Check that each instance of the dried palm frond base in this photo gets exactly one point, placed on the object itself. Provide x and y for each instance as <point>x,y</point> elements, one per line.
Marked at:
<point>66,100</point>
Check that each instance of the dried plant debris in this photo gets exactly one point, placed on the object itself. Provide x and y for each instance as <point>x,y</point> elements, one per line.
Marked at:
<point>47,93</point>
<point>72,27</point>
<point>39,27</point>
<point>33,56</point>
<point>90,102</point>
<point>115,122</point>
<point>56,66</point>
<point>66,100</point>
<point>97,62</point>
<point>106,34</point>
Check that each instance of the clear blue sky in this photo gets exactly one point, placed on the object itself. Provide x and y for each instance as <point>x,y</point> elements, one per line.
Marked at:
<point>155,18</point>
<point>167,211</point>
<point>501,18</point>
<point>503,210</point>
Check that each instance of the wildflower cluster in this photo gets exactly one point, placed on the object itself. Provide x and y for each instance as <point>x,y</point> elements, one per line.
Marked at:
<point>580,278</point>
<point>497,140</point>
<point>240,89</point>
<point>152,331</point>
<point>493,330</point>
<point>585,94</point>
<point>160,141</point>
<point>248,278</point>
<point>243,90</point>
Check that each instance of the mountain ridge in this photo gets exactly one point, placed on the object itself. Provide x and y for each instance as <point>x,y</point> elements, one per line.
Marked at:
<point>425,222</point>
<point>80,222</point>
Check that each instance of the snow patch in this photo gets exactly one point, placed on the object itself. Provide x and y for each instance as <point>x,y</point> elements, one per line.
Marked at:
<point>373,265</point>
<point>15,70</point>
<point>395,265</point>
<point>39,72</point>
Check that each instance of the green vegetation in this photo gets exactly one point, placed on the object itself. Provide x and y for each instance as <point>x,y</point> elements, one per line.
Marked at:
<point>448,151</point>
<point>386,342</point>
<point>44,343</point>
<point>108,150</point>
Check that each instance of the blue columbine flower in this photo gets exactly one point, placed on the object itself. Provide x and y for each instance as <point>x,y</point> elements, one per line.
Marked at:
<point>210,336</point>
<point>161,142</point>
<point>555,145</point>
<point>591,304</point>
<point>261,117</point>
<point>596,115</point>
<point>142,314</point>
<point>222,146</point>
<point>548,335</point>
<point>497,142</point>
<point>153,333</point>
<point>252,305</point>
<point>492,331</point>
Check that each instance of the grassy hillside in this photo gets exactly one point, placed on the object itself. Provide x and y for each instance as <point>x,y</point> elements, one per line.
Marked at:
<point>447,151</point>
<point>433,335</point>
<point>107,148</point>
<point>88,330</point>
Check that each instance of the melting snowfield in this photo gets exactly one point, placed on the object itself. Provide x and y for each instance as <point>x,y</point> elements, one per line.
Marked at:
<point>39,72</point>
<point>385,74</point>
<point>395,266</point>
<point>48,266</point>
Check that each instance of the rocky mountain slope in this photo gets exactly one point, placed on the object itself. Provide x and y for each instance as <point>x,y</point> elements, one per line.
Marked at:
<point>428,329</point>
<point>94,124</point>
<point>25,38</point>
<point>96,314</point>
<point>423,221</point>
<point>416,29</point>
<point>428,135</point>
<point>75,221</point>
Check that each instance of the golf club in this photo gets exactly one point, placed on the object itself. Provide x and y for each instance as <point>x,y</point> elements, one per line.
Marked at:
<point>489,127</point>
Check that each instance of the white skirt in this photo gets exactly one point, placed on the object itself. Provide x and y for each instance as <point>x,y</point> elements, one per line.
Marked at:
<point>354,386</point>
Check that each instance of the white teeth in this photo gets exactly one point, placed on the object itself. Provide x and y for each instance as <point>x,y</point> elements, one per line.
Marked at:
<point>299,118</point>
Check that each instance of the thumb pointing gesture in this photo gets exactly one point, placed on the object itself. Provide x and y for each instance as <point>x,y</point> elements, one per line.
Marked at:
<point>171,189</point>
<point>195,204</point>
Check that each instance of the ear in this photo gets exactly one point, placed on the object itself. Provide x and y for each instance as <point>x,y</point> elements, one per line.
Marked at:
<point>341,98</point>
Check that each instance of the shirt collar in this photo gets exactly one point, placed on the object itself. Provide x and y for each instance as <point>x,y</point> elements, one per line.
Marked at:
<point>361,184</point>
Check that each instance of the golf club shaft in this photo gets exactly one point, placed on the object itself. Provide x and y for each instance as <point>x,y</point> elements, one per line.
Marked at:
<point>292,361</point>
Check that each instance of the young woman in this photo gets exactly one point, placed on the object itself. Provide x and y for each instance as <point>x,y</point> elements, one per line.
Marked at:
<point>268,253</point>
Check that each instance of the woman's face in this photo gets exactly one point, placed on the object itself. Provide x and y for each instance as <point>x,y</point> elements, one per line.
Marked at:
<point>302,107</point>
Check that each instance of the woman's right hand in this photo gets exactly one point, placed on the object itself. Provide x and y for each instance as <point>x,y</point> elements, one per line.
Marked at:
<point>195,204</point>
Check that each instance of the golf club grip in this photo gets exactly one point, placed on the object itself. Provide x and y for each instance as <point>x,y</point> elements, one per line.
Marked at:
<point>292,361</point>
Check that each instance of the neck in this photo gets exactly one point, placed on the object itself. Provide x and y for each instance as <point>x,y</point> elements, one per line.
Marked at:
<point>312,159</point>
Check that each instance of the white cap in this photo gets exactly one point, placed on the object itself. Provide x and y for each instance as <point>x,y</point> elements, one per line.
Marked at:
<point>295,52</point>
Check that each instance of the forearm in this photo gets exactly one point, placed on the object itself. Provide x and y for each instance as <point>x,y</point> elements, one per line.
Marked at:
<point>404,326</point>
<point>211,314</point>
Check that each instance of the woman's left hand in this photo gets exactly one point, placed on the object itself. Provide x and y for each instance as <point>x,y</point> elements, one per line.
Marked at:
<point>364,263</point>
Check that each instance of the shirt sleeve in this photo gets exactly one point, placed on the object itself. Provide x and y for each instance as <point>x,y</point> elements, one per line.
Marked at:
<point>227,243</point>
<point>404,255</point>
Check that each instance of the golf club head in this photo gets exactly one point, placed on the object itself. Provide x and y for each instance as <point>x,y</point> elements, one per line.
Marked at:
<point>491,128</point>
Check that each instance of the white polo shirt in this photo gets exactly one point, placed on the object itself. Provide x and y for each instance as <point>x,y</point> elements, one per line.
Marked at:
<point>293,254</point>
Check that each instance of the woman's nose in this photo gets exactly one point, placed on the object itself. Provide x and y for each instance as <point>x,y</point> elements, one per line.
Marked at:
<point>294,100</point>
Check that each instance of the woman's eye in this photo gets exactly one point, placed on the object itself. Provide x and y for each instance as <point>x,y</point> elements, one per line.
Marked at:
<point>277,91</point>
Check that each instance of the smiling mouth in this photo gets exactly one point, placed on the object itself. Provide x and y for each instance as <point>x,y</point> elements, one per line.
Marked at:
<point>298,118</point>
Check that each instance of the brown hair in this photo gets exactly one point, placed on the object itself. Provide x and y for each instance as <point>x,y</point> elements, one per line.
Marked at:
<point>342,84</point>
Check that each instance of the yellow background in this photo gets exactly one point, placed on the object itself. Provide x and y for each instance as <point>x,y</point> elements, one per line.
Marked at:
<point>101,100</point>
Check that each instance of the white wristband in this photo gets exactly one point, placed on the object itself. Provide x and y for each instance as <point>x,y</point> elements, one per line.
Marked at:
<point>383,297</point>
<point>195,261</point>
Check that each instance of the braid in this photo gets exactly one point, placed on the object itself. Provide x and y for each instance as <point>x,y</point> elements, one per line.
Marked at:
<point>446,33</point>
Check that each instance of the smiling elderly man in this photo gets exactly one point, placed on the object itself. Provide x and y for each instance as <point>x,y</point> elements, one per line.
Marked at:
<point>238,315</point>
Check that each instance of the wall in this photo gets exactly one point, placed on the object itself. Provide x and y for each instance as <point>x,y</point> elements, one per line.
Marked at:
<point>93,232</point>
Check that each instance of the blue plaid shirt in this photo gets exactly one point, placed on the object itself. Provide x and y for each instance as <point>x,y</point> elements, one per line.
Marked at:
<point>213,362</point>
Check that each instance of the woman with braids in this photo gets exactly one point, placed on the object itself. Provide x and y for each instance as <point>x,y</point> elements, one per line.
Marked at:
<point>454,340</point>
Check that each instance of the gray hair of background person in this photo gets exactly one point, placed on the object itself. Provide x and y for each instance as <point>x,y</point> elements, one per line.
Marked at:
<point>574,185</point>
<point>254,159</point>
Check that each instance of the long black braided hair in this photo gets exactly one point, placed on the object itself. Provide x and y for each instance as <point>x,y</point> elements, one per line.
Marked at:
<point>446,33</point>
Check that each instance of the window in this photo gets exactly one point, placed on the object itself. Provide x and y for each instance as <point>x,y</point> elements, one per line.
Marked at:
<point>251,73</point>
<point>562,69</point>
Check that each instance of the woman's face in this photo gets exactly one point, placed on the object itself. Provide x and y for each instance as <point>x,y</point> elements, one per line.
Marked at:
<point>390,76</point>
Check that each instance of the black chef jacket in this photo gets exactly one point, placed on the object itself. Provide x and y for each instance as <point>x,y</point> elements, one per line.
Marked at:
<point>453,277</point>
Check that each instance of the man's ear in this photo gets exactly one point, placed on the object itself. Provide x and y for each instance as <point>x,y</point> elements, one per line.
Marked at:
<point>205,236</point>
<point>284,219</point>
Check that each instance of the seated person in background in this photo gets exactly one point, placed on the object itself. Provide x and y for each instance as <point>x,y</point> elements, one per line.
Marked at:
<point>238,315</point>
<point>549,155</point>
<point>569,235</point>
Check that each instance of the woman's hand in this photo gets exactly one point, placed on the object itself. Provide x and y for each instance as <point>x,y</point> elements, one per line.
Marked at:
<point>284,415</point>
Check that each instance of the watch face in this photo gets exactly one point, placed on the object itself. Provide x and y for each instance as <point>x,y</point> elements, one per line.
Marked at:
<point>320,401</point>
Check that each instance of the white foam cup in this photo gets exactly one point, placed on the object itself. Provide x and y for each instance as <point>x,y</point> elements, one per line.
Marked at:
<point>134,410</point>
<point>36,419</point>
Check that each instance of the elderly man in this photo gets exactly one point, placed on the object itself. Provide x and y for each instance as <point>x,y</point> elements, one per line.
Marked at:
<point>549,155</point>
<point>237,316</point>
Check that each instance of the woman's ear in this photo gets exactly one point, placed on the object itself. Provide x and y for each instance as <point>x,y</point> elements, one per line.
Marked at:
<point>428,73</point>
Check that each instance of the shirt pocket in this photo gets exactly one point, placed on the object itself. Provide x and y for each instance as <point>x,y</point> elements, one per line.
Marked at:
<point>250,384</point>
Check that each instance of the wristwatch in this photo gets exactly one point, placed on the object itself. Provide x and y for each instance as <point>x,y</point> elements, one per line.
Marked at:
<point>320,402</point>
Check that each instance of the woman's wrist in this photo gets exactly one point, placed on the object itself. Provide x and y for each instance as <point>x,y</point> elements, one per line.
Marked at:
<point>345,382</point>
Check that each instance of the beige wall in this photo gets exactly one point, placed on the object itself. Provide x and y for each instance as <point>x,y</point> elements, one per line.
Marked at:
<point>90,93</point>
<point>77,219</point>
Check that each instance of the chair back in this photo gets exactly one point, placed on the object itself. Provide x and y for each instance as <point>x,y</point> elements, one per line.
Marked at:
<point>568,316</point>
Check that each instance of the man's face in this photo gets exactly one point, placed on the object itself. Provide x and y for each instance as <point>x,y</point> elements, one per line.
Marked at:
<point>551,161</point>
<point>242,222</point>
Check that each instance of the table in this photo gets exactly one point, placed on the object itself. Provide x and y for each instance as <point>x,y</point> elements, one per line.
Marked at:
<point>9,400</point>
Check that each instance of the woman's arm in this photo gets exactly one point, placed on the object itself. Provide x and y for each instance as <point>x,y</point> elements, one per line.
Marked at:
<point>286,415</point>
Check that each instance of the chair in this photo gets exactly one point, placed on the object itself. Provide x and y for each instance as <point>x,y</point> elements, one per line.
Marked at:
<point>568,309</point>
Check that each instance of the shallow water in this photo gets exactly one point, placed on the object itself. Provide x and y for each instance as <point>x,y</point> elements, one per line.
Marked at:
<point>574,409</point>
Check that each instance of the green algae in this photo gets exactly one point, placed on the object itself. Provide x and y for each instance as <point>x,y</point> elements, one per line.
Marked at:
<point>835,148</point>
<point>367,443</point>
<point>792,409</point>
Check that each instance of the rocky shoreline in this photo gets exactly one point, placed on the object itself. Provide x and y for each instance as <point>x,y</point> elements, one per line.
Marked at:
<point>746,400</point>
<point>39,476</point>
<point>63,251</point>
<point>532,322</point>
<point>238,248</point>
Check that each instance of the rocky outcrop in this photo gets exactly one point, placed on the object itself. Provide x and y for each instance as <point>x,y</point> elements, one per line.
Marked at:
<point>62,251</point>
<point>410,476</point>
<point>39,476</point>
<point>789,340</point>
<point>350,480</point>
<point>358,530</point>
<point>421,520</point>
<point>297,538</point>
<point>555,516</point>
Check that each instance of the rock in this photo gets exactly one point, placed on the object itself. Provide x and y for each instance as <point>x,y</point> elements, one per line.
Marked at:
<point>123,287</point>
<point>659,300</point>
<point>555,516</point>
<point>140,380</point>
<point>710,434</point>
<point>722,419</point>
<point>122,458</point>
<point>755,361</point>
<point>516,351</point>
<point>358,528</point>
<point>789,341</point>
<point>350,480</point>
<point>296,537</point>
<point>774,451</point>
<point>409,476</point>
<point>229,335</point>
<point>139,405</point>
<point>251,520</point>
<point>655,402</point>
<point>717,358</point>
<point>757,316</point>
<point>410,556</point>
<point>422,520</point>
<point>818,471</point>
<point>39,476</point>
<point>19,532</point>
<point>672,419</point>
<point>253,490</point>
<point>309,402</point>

• [WHAT TO WORK ON] Can you return the records from the line with "Check that each instance of the clear" to the line with "<point>80,222</point>", copying them exactly and including both of those lines?

• [RESPONSE TO THIS EXERCISE]
Check that each instance of the clear blue sky in this photo gets exactly one point, placed on the object itself. Provide x and y for each instance as <point>x,y</point> elements, one per line.
Marked at:
<point>155,18</point>
<point>167,211</point>
<point>501,18</point>
<point>503,210</point>
Check that each instance of the wildflower cluster in this photo gets exactly one point, placed on the object itself. Provide x and y for each instance as <point>x,y</point> elements, one per line.
Marked at:
<point>580,278</point>
<point>497,140</point>
<point>240,89</point>
<point>152,331</point>
<point>493,330</point>
<point>585,94</point>
<point>160,141</point>
<point>248,278</point>
<point>243,90</point>
Check that each instance of the mountain ridge in this photo gets exactly one point, placed on the object itself. Provide x and y for each instance as <point>x,y</point> elements, one per line.
Marked at:
<point>425,222</point>
<point>80,222</point>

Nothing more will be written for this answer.